> [PAGE EXTRACT]:

Indy: What do you think was the most shocking information you discovered in your research?
DC: In 1999, when I was doing a piece for salon.com I was shocked by the fact that it was intended primarily as a bombing and that those bombs — if Eric was half as smart as he thought he was at some things and wired those bombs correctly — that hundreds of people would have died. Five hundred people would have died instantly. And that just sort of knocked me over. I get the shudders just thinking about it.
Indy: You spend a lot of time in the book talking about how panicked and secretive law enforcement was in this situation — especially when it came to communicating with the press. How do you think media communications in mass shooting situations has changed since Columbine?
DC: I think the media's gotten better. I think the cops have learned some lessons too. And I think part of the problem with Columbine, with the aftermath and the information, part of the problem was one person, Sheriff John Stone, and he really made a difficult situation much worse. He really bungled that. ... Also [Jeffco officials] had met to specifically discuss how to keep the affidavit for a search warrant of Eric Harris' house a secret. ... It's the same mistake politicians are always told, that sometimes the cover-up is worse than the crime.

> [PROBLEM STATEMENT]: Continue the interview about Columbine from its last line, keeping the same question-and-answer format.

> [MATERIAL SHOWN]:
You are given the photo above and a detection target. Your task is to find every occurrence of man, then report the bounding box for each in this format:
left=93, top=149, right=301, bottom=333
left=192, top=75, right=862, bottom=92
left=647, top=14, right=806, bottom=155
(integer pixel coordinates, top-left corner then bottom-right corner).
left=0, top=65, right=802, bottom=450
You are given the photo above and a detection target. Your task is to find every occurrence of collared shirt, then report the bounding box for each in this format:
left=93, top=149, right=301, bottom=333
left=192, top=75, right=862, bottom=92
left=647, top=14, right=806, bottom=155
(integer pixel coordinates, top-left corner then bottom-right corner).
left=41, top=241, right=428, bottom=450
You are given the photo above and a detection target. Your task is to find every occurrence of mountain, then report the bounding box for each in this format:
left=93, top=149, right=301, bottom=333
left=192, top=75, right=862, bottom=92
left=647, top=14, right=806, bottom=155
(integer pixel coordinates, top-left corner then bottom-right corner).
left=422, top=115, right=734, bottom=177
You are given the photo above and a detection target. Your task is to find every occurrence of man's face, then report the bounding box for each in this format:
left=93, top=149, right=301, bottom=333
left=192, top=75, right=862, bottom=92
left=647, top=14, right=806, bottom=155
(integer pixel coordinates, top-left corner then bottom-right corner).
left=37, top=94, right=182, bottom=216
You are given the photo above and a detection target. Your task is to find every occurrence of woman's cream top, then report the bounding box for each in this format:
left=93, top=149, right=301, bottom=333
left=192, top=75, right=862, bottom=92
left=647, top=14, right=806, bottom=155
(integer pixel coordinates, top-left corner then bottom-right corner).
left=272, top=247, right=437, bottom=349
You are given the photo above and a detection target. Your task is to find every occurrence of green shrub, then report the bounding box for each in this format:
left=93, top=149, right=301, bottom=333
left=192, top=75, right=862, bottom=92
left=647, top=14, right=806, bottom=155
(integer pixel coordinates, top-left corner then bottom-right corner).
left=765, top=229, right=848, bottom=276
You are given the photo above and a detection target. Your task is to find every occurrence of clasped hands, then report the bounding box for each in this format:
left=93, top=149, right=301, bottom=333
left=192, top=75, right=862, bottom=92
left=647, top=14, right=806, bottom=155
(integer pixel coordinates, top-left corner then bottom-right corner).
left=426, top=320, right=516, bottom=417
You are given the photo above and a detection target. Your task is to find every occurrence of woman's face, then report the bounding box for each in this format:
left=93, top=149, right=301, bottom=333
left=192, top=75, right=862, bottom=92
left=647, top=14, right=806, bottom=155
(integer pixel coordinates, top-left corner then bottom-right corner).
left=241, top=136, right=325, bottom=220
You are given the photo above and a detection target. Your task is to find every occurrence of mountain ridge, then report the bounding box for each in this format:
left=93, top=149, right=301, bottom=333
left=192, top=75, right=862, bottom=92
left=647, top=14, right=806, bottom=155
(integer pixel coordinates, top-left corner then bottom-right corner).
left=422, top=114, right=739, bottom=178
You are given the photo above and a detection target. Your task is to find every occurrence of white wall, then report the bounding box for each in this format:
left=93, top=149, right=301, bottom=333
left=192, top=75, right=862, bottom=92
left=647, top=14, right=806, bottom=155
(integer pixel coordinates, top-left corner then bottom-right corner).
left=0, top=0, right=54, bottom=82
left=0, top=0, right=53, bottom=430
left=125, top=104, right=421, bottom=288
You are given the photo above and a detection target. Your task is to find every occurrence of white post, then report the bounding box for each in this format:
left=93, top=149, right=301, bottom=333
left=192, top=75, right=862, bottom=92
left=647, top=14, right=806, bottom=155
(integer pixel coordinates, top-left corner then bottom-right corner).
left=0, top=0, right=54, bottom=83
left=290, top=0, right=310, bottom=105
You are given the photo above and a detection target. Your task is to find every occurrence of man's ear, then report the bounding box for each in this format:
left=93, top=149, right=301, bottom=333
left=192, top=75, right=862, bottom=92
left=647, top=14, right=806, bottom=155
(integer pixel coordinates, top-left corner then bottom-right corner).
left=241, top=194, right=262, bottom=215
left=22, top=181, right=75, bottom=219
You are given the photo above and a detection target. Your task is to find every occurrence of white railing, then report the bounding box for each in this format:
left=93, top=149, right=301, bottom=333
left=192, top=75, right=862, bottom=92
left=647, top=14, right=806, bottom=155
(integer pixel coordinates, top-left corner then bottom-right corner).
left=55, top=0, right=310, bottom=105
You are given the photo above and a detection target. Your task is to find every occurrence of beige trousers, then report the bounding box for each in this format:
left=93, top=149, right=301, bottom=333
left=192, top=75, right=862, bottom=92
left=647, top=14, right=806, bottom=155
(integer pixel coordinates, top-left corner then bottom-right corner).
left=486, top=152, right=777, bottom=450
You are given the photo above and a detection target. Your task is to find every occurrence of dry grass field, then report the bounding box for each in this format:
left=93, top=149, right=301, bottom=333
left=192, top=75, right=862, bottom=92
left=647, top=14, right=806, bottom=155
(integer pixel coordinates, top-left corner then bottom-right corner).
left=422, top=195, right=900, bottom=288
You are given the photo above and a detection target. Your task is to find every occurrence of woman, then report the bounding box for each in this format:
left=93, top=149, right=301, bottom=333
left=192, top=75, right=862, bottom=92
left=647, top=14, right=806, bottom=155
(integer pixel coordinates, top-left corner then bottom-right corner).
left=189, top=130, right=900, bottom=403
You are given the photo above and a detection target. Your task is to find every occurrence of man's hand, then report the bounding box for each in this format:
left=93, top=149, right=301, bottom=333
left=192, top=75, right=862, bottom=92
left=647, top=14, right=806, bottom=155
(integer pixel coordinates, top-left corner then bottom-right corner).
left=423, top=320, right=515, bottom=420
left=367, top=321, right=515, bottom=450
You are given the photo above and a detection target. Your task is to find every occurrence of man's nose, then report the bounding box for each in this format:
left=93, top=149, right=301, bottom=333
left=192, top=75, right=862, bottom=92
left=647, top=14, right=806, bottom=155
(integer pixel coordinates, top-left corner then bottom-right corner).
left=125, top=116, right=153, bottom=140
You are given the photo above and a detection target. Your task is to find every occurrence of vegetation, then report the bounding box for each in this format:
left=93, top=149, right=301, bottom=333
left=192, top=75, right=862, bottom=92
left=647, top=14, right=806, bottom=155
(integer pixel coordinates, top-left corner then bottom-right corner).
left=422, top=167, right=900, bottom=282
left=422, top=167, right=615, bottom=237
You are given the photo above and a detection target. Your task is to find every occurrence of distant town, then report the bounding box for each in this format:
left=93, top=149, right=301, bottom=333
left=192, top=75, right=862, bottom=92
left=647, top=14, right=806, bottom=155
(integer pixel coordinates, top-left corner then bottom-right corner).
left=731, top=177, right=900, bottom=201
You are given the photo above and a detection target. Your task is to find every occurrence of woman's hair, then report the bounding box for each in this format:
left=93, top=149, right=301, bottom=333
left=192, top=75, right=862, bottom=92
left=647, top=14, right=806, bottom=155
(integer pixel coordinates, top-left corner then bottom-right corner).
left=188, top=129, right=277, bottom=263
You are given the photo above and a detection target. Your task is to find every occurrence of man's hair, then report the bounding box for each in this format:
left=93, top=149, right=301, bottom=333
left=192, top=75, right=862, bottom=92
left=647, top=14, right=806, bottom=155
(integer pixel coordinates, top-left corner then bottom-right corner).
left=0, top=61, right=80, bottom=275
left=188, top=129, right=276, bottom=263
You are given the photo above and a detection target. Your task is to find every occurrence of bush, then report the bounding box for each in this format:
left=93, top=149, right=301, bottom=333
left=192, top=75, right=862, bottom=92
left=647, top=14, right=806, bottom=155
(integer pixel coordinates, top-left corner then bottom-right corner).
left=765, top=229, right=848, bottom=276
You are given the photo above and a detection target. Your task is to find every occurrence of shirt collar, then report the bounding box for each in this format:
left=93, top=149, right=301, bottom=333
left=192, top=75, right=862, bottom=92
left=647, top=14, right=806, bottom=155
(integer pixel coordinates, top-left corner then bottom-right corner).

> [RESPONSE]:
Indy: You seem really determined in the book to dispel the myths about Columbine — both good and bad. At this point, why is that important?
DC: Because the myths are still out there. Because we haven't gotten the word out and one of the mistakes people in our profession make repeatedly, which has frustrated me, is that if something has been reported somewhere then it's not "news" [i.e. not worth reporting again]. I think we need to figure out that if it would be news to 99 percent of the public, then it is still news!
Indy: Even as the old myths fade, there seems to be new ones popping up even to this day. I got an e-mail today, believe it or not, about a group that's convinced that Dylan and Eric were victims of molestation that were retaliating. Have you heard this one?
DC: [Laughs.] I got that yesterday too, and there was some file of buttrape-dot-something on the police thing and I was like, "Oh my god, you've got to be kidding."
Indy: Why do you think there's so much of this?
DC: With any kind of major event you will have that. Whether it's 911 — there's the conspiracy theory that the Israeli government was really behind it — or, you know, Waco, the Kennedy assassination ... there's going to be some of those wackos out there ... and then the other thing is just: We made a whole lot of mistakes at Columbine and once the myths take on the idea of fact, they're really hard to get rid of. Because we did a good job of convincing the public that this is what happened.
Indy: Mass shootings seem to be so common these days, it's easy to lose track of them. Yet the Columbine story endures. Why is that?
DC: It was a first attack of anywhere near this magnitude on children, and it was the first time by children using terrorist tactics. That really shocked us, and the fact that it went on for four hours and the bombs [explosions] were reported at first, and we realized this was an attack trying to kill hundreds of people. ... It really shattered our tranquility.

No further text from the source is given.